_AIM OF THE TASK_
Only the final stretch of the data is wanted: reproduce the line containing "Target: green stem" and each line after it, exactly.

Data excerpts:
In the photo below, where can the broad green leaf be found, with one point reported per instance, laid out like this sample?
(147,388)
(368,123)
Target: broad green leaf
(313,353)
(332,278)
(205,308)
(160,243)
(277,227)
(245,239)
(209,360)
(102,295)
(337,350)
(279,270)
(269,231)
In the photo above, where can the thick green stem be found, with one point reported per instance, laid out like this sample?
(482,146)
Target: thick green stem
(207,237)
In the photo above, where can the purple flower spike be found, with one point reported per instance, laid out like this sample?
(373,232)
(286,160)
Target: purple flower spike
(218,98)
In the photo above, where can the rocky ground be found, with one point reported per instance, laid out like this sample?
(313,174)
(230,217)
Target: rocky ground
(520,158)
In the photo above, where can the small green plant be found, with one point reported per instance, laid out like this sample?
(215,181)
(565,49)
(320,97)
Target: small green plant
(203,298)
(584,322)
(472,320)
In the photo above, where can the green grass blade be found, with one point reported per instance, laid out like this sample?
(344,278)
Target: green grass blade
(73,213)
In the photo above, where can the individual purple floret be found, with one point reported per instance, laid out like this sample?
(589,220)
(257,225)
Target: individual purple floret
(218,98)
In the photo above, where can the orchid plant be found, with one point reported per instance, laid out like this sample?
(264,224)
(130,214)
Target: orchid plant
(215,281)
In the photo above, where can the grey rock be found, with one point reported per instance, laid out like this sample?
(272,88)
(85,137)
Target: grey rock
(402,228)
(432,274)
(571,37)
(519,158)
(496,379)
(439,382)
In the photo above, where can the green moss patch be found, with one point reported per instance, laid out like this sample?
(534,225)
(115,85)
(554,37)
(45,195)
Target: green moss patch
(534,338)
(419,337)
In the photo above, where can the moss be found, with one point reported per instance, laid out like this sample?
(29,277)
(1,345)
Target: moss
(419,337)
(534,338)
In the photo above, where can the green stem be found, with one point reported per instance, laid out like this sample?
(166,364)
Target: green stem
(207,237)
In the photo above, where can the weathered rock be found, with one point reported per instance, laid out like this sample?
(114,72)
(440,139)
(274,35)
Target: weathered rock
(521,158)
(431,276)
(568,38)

_RESULT FOR THIS EXERCISE_
Target: green stem
(207,237)
In the photo above, where can the weathered rock be found, with one point reported per instance, laid out like this sample?
(114,72)
(440,139)
(274,35)
Target: weathered rock
(521,158)
(431,276)
(568,38)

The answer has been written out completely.